PETUNJUK KERJA.
Tuliskan lanjutan tulisan tentang kegiatan intelijen Jepang di Hindia Belanda menjelang Perang Dunia II, dimulai tepat setelah kalimat terakhirnya.

══ KUTIPAN DOKUMEN ══

Perang Dunia II telah berakhir kurang lebih 64 tahun yang lalu. Jepang yang bercita-cita mendirikan Asia Timur Raya harus takluk pada kekuatan Amerika Serikat.
Akan tetapi, kehebatan Jepang saat melakukan invasi di kawasan Asia Pasifik, termasuk ke Indonesia yang saat itu masih disebut Hindia Belanda, tetap mengundang rasa penasaran. Kehebatan mereka tidak lepas dari peran intelijen - setidaknya dalam hal pengumpulan informasi- yang memang sudah ditanam jauh sebelum Jepang menduduki wilayah Hindia Belanda.
Bila dirunut jauh sebelumnya, orang Jepang memang sudah lama mengenal wilayah Hindia Belanda. Pada awal abad ke-17 orang Jepang sudah bekerja di wilayah Hindia Belanda. Mereka diterima oleh Serikat Dagang Hindia Timur (VOC) sebagai awak kapal dan tentara yang berada di berbagai tempat.
Laporan J.P. Coen dan Dewan Hindia tertanggal 3 November 1628 di dalam buku Sumber-Sumber Asli Sejarah Jakarta menyebutkan, orang-orang Jepang yang direkrut oleh VOC ikut membantu menumpas penyerangan Sultan Agung ke Batavia tahun1628 dan 1629. Jumlah mereka mencapai tiga kompi.
Dalam perkembangannya, sangat mungkin pengetahuan mereka tentang Hindia Belanda terus bertambah, termasuk nilai strategis Hindia Belanda, terutama soal kekayaan sumber daya alam. Sebelum Perang Dunia II, beberapa sekolah di Jepang mengajarkan ekonomi kolonial. Salah satunya membahas Kolonialisme di Hindia Belanda. Bahkan Bahasa Melayu pun diperkenalkan terkait dengan pelajaran itu.
Tidak mudah menghubungkan fakta-fakta itu dengan situasi menjelang Perang Dunia II. Akan tetapi, kemudian kita mengetahui bahwa di tengah dominasi Belanda, menjelang Perang Dunia II, banyak orang Jepang melakukan berbagai kegiatan - tidak sedikit diantaranya melakukan kegiatan terkait dengan intelijen - seperti perdagangan, pelayaran, dan perkebunan di Hindia Belanda.
Memang operasi intelijen Jepang banyak dibahas di buku karangan F. Kikan, Japanese Army Intelligence Operations in South East Asia During World War II. Akan tetapi, buku itu lebih umum membahas intelijen di Semenanjung Malaya. Berikut beberapa kisah yang menceritakan kegiatan Jepang di Hindia Belanda sebelum akhirnya Belanda menyerah kepada Jepang pada tanggal 9 Maret 1942 di Kalijati, Subang, Jawa Barat.

═══
══ KUTIPAN ENTRI ══

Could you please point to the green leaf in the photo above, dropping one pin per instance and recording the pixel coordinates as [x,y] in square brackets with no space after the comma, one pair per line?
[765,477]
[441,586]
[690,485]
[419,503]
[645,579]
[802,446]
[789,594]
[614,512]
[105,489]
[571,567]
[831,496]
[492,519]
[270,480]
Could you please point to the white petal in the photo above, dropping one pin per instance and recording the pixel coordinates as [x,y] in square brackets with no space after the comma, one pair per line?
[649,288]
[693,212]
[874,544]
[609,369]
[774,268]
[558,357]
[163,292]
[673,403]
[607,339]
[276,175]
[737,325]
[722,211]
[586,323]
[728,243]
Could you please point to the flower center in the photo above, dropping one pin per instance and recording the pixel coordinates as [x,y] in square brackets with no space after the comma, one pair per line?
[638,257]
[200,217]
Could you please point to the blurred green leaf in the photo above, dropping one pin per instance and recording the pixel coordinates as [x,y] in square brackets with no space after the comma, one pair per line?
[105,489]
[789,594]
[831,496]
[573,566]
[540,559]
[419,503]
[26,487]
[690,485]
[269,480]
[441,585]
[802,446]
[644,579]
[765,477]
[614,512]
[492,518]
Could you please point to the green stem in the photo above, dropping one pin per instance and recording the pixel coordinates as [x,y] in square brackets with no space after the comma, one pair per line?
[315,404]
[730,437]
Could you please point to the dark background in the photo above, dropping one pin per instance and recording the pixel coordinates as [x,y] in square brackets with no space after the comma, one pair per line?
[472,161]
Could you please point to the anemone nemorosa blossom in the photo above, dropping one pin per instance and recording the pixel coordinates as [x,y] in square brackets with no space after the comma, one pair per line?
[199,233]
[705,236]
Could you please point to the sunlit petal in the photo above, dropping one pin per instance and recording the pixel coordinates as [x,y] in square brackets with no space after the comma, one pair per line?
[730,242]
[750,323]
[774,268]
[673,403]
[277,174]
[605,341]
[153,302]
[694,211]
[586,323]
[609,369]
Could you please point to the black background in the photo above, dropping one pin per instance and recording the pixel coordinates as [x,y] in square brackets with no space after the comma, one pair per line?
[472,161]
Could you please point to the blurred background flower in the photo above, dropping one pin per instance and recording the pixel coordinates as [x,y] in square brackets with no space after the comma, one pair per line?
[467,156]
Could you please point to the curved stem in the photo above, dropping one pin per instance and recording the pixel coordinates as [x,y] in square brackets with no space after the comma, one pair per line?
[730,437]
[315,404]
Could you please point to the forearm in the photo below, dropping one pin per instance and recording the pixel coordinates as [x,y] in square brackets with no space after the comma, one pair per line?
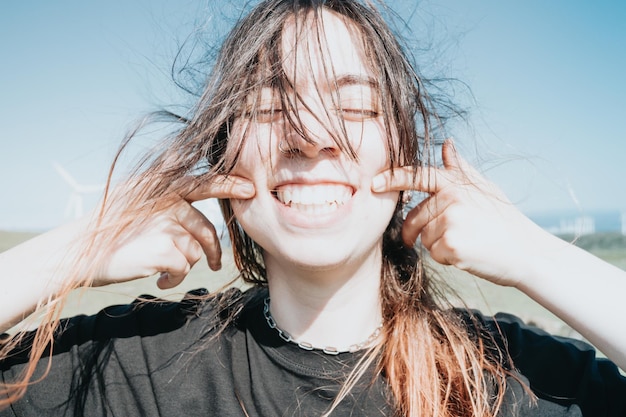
[36,270]
[584,291]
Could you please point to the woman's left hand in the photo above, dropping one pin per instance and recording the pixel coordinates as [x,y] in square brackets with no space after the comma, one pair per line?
[466,221]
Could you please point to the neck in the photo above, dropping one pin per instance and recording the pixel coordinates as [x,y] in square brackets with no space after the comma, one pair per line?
[338,306]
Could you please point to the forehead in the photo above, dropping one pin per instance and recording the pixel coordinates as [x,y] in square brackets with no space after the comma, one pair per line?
[322,46]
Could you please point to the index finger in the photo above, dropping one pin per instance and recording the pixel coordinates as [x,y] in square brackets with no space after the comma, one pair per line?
[221,186]
[424,179]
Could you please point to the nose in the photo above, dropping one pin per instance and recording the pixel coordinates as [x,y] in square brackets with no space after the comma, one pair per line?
[308,136]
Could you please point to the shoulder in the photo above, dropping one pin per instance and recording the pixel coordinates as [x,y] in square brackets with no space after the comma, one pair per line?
[148,323]
[558,369]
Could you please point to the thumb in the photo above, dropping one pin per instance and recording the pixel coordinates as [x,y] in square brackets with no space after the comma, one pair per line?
[449,155]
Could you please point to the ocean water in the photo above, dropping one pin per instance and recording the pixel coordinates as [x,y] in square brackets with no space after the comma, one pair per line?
[576,222]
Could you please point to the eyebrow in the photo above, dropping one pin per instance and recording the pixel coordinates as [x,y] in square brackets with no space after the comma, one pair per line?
[341,81]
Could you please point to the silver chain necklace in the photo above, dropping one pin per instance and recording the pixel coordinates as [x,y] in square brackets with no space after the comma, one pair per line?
[329,350]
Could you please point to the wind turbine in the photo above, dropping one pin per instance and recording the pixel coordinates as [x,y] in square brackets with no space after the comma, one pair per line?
[75,204]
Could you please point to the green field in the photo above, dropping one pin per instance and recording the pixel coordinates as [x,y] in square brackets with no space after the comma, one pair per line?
[475,292]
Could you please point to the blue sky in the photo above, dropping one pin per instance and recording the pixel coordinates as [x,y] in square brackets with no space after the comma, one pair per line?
[547,116]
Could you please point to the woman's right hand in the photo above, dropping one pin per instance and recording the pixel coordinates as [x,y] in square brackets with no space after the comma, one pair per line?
[174,239]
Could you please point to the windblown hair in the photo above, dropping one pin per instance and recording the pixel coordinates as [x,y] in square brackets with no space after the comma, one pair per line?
[435,363]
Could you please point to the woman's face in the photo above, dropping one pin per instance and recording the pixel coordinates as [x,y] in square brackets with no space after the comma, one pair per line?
[313,205]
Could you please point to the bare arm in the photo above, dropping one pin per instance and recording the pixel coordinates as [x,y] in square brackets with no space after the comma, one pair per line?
[468,223]
[169,243]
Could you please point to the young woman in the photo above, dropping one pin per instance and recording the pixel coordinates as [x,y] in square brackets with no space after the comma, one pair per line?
[310,130]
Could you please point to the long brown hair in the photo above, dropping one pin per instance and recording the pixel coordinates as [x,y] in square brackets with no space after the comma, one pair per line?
[434,362]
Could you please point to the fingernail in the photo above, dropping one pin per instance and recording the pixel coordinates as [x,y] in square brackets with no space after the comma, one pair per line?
[247,189]
[378,183]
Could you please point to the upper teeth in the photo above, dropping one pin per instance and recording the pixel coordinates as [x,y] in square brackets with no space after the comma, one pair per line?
[314,194]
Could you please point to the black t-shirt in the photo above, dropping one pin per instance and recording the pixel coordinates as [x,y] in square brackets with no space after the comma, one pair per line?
[160,359]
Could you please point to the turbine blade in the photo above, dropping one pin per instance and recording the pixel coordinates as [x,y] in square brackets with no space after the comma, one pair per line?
[65,175]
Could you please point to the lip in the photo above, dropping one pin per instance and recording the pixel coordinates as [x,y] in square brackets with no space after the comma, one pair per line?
[314,215]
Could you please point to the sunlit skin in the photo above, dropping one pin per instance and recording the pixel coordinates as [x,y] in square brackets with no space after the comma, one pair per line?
[314,213]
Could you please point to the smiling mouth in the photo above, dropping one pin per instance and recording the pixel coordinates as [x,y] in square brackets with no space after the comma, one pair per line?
[314,199]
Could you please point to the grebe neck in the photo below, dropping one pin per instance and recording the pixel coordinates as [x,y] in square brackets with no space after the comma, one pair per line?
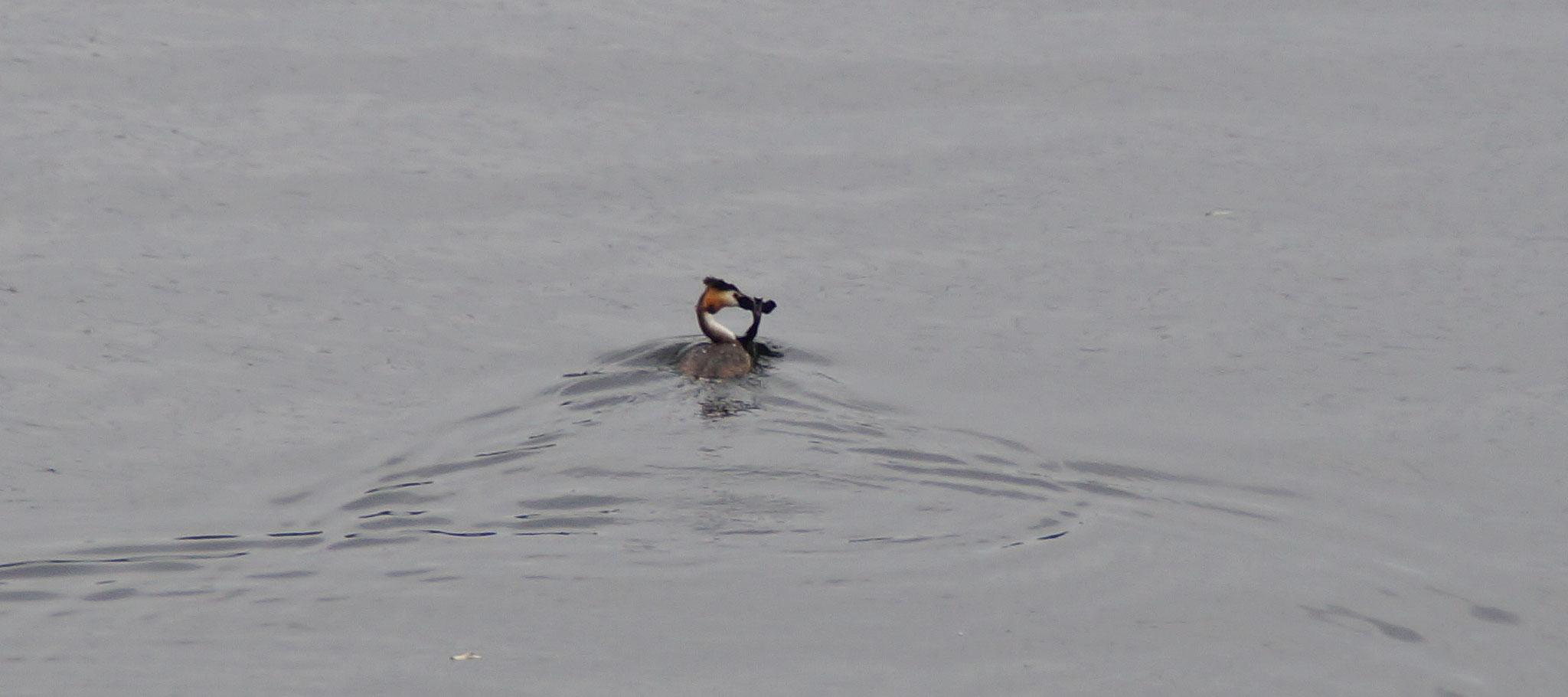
[715,332]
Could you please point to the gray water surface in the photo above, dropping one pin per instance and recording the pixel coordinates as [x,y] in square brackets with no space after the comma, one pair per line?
[1150,349]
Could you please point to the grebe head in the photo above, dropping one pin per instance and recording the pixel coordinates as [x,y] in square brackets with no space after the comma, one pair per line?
[720,294]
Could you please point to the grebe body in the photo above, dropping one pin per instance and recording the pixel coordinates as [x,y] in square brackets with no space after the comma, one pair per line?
[725,355]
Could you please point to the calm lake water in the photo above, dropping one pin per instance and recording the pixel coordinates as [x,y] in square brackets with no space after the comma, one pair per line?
[1147,351]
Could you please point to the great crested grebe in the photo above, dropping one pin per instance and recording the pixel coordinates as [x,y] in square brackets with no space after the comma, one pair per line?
[725,355]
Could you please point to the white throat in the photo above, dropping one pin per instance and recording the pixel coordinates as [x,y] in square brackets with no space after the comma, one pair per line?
[712,329]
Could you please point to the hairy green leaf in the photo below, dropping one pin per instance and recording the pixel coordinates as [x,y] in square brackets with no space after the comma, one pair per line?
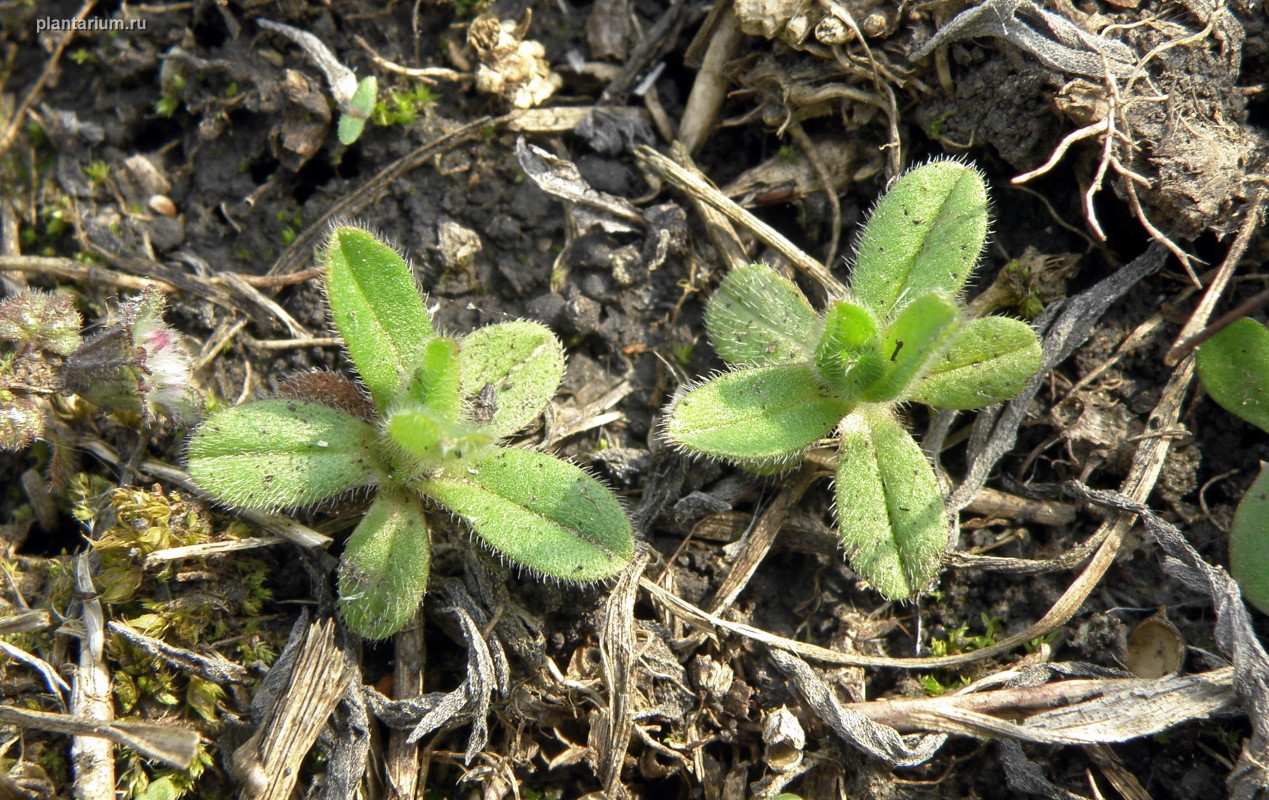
[925,234]
[848,353]
[385,566]
[435,382]
[755,415]
[539,512]
[277,453]
[1249,542]
[890,511]
[758,318]
[991,360]
[377,310]
[1234,366]
[509,373]
[914,342]
[432,437]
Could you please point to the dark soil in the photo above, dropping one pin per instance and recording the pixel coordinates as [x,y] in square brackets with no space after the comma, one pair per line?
[235,127]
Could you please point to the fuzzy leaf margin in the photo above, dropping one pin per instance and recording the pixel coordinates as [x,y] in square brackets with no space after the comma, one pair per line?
[758,318]
[991,360]
[520,362]
[1249,542]
[1234,366]
[376,307]
[755,417]
[281,453]
[925,234]
[541,512]
[890,511]
[385,568]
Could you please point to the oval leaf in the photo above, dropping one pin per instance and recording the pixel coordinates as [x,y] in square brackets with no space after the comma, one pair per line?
[376,307]
[1249,542]
[541,512]
[925,234]
[385,566]
[278,453]
[510,371]
[437,382]
[890,511]
[758,318]
[924,329]
[991,360]
[847,356]
[1234,366]
[760,415]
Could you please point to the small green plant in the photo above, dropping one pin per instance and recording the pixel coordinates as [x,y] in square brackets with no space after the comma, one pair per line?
[900,335]
[405,106]
[1234,366]
[427,437]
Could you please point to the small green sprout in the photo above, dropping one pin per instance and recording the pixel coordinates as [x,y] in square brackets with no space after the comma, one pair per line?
[900,335]
[1234,366]
[427,437]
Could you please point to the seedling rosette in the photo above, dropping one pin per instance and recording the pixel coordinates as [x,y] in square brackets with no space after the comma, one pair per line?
[900,335]
[421,442]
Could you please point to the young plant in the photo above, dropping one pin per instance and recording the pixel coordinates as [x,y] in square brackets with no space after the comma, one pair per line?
[425,438]
[1234,366]
[900,335]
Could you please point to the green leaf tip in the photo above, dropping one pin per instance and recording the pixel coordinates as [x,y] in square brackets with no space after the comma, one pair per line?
[899,334]
[848,356]
[383,572]
[376,307]
[925,234]
[1249,542]
[1234,366]
[890,509]
[759,318]
[759,415]
[424,437]
[539,512]
[282,453]
[509,372]
[991,360]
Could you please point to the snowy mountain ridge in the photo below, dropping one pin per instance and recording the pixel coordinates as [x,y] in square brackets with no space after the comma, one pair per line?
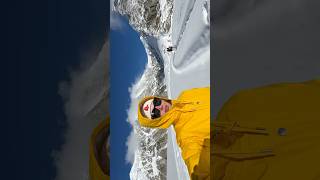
[150,17]
[183,24]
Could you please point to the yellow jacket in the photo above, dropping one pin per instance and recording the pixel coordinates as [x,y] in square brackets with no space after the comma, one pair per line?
[95,169]
[190,117]
[269,133]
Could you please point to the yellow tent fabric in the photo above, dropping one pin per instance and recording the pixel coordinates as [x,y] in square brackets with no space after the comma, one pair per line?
[95,170]
[190,117]
[268,133]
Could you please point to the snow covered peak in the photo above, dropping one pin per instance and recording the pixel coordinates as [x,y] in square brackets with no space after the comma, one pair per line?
[150,17]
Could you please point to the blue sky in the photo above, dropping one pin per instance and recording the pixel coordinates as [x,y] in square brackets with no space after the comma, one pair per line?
[128,59]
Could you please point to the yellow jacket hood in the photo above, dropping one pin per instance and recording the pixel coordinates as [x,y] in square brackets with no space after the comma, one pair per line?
[190,117]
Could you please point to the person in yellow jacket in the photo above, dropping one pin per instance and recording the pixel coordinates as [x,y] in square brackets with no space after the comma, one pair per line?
[99,160]
[268,133]
[190,116]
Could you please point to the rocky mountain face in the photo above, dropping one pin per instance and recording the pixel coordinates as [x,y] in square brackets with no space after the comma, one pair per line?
[151,17]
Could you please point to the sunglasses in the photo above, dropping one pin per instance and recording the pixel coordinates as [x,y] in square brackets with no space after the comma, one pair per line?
[155,113]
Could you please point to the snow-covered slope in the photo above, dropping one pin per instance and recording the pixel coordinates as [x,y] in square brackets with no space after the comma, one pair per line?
[183,24]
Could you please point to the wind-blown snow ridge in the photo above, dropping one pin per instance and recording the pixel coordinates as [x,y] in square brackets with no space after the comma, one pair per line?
[183,24]
[151,17]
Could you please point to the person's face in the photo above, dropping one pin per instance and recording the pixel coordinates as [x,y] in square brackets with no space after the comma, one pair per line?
[159,107]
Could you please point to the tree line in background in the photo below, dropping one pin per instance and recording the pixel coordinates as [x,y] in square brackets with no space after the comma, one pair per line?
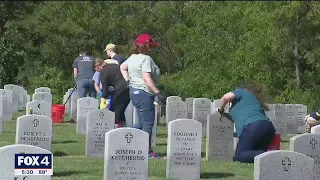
[207,48]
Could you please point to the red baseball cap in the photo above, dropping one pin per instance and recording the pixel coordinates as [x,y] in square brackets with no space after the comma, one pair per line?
[146,39]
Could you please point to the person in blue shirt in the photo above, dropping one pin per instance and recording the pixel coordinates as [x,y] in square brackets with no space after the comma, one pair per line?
[253,127]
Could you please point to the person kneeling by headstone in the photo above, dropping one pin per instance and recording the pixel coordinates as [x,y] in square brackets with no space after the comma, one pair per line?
[312,119]
[253,127]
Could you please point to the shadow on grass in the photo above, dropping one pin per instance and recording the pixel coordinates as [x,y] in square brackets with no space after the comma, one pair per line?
[162,154]
[64,142]
[161,144]
[66,173]
[59,154]
[162,124]
[70,121]
[215,175]
[9,132]
[161,135]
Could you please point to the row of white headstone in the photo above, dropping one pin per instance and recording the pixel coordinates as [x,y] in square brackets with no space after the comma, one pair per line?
[14,98]
[94,123]
[287,118]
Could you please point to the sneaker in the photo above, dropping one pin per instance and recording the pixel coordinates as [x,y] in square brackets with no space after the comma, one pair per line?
[153,155]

═══

JAWABAN LATIHAN.
Dalam buku berjudul Ibu Maluku, The Story of Jeanne Van Diejen - kisah pekerja sosial bernama Jeanne Van Diejen di Maluku - disebutkan, pada tahun 1934 di kota Manado terdapat perusahaan kecil yang dikelola orang Jepang. Perusahaan ini menjalankan bisnis pelayaran dengan kapal bernama Honun Maru, yang mau melayani setiap orang untuk tujuan kemanapun.
Kapal itu melayani ke beberapa kota di Sulawesi Utara dan Maluku. Wilayah ini banyak dihuni Belanda karena mereka mengusahakan perkebunan kopra. Melalui wilayah itu pula kelak Jepang melakukan invasi ke sejumlah tempat di Pasifik Selatan. Akan tetapi, peran pemilik kapal itu dalam kegiatan intelijen tidak begitu jelas. Beberapa kali Honun Maru membawa sejumlah komoditas lokal dan sekali pernah mengangkut orang Belanda di Ternate yang dievakuasi ke Ambon sebelum wilayah itu diserang.
Gerak-gerik Jepang yang bersifat intelijen mulai terlihat menjelang penyerangan Jepang ke wilayah Maluku utara. Jeanne memiliki teman bernama Igawa yang berasal dari Jepang. Igawa merupakan anak seorang pemilik toko yang cukup besar di Ternate. Keluarga ini berdagang di kota itu. Keluarga Igawa menutup tokonya dan meninggalkan tempat itu menjelang penyerbuan Jepang ke Ternate.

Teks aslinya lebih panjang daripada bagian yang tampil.